• [Source passage]
:::

Andreas Kreiter plans to appeal the controversial decision to stop his studies of cognition in macaques. Credit: J. Sarbach/AP

Germany's constitution guarantees its citizens the freedom to conduct research — but local authorities in the northern city of Bremen are forcing a leading neuroscientist to halt his primate experiments. A court will probably now have to decide whether the controversial ruling violates federal law.

Andreas Kreiter at the University of Bremen uses 24 macaques to study cognitive processes in the mammalian brain. Germany's largest animal-protection group, the Animal Welfare Association, has for years campaigned against the experiments, claiming that they are intolerably painful and have no short-term therapeutic use.

Local politicians have become increasingly sympathetic to that view. Last year, in a move criticized by scientists as a grab for votes, Bremen's parliament called on the state government to ban Kreiter's primate research (see Nature 446, 955; 2007). After regional elections in May 2007, the newly formed Social Democrat–Green coalition government agreed not to reapprove his experiments when his current licence expires later this year.

On 15 October, Kreiter was officially informed by the senate of health — the local authority in charge of approving animal experiments — that his licence will not be renewed. Referring to "changed societal values", the authority argued that the experiments were "ethically unjustified" because they address long-term scientific questions rather than help develop specific medical therapies.

Kreiter counters that the authority's reasoning is subjective and will not hold legally. "It is a purely arbitrary ethical assessment that doesn't go into the nature and purpose of my work at all," he says.

The authority's logic is "pretty strange", agrees Reinhard Fischer, who oversees the primate experiments on behalf of Wilfried Müller, the university rector. Fischer notes that the ruling ignores a positive judgement rendered last year by an expert commission comprising scientists and representatives of animal-welfare organizations. Bremen's govern­ment had asked the commission to evaluate Kreiter's work, and it voted in favour of continuing the experiments — deeming them scientifically important and in full accordance with animal-protection laws.

This is a flagrant case of political interference with approval procedures, and with the general freedom to do science. ,

Matthias Kleiner, the president of Germany's main research-funding agency, the DFG, and many neuroscientists have criticized the decision. "We're all very concerned about what's going on in Bremen," says Stefan Treue, director of the German Primate Center in Göttingen and coordinator of EUPRIM-Net, a European Union-funded network of eight large primate centres. "I just can't see why what's perfectly fine in one place should be unethical in another. To me, this is a flagrant case of political interference with approval procedures, and with the general freedom to do science."

:::

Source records
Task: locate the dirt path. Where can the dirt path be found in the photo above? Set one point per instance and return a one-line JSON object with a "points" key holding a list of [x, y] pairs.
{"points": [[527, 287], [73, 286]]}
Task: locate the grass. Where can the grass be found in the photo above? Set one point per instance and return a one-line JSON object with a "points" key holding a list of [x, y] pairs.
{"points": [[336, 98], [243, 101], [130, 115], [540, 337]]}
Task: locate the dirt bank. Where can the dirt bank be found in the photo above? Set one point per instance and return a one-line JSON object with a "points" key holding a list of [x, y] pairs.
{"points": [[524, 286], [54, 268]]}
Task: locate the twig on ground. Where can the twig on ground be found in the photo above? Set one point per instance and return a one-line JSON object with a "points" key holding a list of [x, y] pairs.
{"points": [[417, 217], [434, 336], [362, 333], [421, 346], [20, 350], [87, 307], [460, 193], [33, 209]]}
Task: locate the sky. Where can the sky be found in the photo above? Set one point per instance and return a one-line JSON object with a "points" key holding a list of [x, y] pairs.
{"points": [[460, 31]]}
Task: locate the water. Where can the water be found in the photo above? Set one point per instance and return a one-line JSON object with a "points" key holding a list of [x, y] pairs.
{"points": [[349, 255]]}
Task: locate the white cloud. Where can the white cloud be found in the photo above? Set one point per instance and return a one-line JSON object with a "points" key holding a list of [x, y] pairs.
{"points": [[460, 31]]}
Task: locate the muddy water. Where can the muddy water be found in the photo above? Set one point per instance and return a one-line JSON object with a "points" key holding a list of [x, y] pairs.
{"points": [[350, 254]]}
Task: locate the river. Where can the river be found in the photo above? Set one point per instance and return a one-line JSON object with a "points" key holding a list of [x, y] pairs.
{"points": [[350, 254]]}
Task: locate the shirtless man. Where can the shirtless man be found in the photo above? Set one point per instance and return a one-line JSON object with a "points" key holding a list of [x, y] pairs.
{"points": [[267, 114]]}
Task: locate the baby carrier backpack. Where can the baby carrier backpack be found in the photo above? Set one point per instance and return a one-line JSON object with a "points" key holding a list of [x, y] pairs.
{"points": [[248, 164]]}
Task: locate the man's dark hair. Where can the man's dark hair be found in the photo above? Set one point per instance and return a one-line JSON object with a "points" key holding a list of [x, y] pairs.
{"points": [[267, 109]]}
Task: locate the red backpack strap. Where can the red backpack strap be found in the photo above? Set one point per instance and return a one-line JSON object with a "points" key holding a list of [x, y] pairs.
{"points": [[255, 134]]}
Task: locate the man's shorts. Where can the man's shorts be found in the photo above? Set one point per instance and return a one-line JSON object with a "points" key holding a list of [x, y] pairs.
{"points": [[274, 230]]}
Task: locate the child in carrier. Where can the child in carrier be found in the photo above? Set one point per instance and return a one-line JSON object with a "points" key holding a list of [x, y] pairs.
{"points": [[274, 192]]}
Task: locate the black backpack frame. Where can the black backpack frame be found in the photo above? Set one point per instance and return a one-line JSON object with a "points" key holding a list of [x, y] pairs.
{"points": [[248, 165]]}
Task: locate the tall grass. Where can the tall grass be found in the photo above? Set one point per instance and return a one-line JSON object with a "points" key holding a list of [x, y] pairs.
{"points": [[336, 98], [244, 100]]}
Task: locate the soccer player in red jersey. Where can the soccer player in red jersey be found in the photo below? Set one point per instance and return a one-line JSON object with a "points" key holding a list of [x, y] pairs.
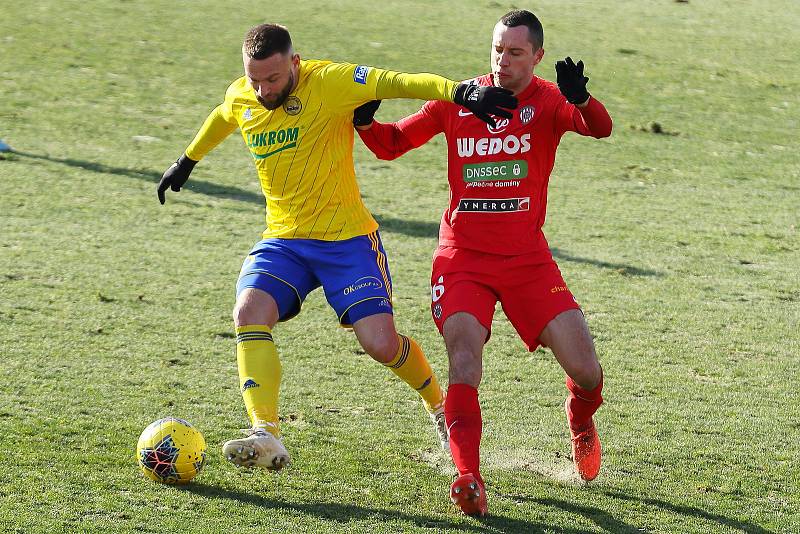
{"points": [[491, 245]]}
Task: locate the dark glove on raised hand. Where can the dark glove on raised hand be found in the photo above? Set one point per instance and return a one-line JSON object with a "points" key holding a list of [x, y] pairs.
{"points": [[175, 176], [571, 81], [364, 114], [484, 101]]}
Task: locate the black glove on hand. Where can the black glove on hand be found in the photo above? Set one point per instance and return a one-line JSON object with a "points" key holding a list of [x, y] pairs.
{"points": [[571, 81], [175, 176], [364, 114], [485, 100]]}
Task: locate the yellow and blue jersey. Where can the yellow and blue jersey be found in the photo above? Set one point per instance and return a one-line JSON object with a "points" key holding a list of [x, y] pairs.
{"points": [[303, 150]]}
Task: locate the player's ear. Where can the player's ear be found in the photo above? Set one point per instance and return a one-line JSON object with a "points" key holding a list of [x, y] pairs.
{"points": [[537, 56]]}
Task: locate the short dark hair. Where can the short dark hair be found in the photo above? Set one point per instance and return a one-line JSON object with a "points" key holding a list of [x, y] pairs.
{"points": [[267, 39], [523, 17]]}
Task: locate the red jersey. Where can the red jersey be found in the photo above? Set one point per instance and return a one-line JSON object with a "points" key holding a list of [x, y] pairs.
{"points": [[498, 176]]}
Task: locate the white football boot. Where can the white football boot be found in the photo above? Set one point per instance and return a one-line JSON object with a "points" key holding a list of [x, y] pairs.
{"points": [[437, 418], [258, 449]]}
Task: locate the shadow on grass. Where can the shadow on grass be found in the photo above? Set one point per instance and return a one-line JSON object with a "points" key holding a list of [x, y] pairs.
{"points": [[691, 511], [407, 227], [607, 522], [198, 186], [345, 513], [622, 268]]}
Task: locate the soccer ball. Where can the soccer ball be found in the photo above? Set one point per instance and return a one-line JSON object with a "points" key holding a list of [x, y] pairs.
{"points": [[171, 451]]}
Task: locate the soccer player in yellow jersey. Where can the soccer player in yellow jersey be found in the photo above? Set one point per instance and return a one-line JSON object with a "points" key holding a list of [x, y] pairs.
{"points": [[296, 119]]}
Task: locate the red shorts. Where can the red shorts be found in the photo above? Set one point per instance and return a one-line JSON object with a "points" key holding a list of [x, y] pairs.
{"points": [[529, 287]]}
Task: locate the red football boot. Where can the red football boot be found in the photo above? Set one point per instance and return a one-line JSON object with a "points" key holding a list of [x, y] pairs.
{"points": [[586, 450], [468, 493]]}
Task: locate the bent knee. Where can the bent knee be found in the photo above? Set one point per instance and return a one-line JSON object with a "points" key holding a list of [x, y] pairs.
{"points": [[259, 310], [381, 347], [466, 367], [589, 376]]}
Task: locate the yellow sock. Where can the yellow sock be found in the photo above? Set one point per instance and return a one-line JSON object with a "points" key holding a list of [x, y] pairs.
{"points": [[259, 375], [413, 368]]}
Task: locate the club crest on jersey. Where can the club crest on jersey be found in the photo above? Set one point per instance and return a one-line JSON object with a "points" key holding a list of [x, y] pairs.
{"points": [[526, 114], [360, 74], [292, 106]]}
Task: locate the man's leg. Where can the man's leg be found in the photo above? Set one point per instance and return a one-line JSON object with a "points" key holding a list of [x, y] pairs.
{"points": [[464, 337], [254, 315], [404, 357], [568, 337]]}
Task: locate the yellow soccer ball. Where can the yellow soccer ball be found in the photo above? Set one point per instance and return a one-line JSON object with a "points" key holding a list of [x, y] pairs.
{"points": [[171, 451]]}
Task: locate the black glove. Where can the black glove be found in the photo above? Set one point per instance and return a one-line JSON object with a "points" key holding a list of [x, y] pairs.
{"points": [[364, 114], [175, 176], [571, 81], [485, 100]]}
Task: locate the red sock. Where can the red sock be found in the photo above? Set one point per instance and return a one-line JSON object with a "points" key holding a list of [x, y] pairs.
{"points": [[462, 412], [582, 403]]}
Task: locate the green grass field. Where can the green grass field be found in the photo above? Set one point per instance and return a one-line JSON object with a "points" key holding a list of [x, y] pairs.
{"points": [[678, 235]]}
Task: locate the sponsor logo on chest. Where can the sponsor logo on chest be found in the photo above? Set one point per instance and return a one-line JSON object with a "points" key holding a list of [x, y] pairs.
{"points": [[274, 141], [494, 205], [489, 146]]}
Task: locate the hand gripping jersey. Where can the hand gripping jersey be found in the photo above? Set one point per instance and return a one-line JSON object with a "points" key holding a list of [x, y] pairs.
{"points": [[303, 150], [498, 176]]}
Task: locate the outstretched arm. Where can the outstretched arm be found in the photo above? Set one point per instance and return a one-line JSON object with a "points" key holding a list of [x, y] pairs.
{"points": [[391, 140], [586, 115], [217, 126]]}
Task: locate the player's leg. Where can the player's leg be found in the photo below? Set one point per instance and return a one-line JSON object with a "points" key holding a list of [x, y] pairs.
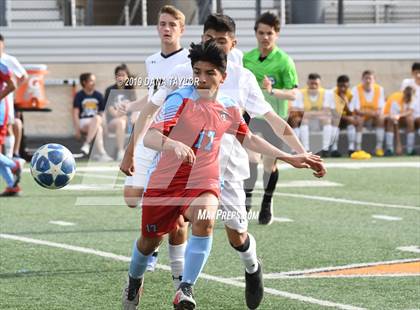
{"points": [[270, 179], [177, 243], [142, 249], [119, 125], [389, 136], [198, 248], [10, 170], [17, 131], [232, 201]]}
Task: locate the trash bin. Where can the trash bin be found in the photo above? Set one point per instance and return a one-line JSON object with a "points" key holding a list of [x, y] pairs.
{"points": [[308, 11], [31, 94]]}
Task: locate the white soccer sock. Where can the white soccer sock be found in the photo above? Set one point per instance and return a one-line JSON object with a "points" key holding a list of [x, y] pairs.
{"points": [[380, 132], [304, 136], [335, 137], [176, 257], [389, 141], [9, 143], [249, 257], [326, 137], [351, 136], [410, 142], [359, 140]]}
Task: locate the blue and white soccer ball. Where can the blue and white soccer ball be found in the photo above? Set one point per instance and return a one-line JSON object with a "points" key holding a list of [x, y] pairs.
{"points": [[53, 166]]}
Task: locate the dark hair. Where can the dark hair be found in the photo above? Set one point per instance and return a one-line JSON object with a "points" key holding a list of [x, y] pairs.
{"points": [[415, 66], [269, 19], [367, 72], [122, 67], [220, 23], [84, 77], [343, 79], [314, 76], [209, 52]]}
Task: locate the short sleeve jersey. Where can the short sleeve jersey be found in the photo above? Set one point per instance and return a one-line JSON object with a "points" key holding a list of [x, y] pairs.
{"points": [[200, 124], [89, 105], [280, 68]]}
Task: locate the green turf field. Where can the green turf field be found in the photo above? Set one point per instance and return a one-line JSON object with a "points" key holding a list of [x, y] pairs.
{"points": [[39, 269]]}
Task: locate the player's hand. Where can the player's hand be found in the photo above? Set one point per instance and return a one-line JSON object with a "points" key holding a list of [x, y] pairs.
{"points": [[127, 164], [184, 152], [267, 84]]}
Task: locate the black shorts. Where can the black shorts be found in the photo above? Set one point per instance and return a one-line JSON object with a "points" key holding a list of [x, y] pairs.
{"points": [[262, 128]]}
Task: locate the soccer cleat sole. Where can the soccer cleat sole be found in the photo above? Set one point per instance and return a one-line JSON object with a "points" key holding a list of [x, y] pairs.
{"points": [[184, 305]]}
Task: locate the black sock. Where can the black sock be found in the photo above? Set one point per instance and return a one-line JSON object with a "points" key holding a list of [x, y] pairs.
{"points": [[270, 183], [243, 247]]}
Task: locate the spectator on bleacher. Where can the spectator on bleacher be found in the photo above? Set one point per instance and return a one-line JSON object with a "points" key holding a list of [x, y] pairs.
{"points": [[88, 110], [398, 112], [311, 103], [116, 94], [14, 134], [342, 118], [367, 103], [415, 83]]}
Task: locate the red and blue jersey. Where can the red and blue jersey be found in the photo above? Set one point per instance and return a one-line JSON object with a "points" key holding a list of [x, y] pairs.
{"points": [[200, 124], [5, 75]]}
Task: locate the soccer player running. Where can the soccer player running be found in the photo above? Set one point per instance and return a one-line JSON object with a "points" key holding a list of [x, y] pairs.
{"points": [[184, 179], [10, 169], [276, 73], [243, 87]]}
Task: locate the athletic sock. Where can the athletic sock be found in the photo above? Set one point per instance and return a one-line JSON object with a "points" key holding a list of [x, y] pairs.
{"points": [[176, 257], [335, 137], [248, 254], [351, 136], [410, 142], [359, 140], [304, 136], [249, 183], [380, 132], [326, 137], [270, 182], [196, 255], [389, 141], [138, 263], [9, 143]]}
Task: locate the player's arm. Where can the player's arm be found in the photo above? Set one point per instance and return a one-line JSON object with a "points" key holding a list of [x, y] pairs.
{"points": [[10, 86], [156, 140], [304, 160]]}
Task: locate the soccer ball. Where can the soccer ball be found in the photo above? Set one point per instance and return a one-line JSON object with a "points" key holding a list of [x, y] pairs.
{"points": [[53, 166]]}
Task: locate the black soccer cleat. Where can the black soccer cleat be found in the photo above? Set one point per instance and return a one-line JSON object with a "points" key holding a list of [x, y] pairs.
{"points": [[254, 288], [184, 298], [265, 217]]}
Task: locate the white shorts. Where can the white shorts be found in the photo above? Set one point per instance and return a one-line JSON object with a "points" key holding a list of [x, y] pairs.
{"points": [[232, 204], [143, 158]]}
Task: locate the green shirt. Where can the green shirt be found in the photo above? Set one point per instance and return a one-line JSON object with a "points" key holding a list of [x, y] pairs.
{"points": [[279, 68]]}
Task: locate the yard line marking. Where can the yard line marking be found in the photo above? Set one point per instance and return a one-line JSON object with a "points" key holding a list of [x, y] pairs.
{"points": [[386, 217], [346, 201], [280, 275], [61, 223], [411, 248], [282, 219], [231, 282]]}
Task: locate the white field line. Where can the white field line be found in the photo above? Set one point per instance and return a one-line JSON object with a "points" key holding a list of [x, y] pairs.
{"points": [[386, 217], [282, 275], [282, 219], [231, 282], [61, 223], [411, 248], [345, 201]]}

:::

• [Problems to solve]
(A) Copy the article about Kreiter's primate research word for word, from "The authority's logic" to "with animal-protection laws.".
(B) According to the article about Kreiter's primate research, on what date was Kreiter officially told that his license would not be renewed?
(C) Summarize the article about Kreiter's primate research in two sentences.

• [Answers]
(A)
The authority's logic is "pretty strange", agrees Reinhard Fischer, who oversees the primate experiments on behalf of Wilfried Müller, the university rector. Fischer notes that the ruling ignores a positive judgement rendered last year by an expert commission comprising scientists and representatives of animal-welfare organizations. Bremen's govern­ment had asked the commission to evaluate Kreiter's work, and it voted in favour of continuing the experiments — deeming them scientifically important and in full accordance with animal-protection laws.

(B) 15 October

(C) Bremen's senate of health has refused to renew neuroscientist Andreas Kreiter's license for his macaque experiments, calling them ethically unjustified because they address long-term scientific questions rather than help develop specific medical therapies. Kreiter, who plans to appeal, calls the assessment arbitrary, and scientists such as Stefan Treue of the German Primate Center criticize the decision as political interference with the freedom to do science.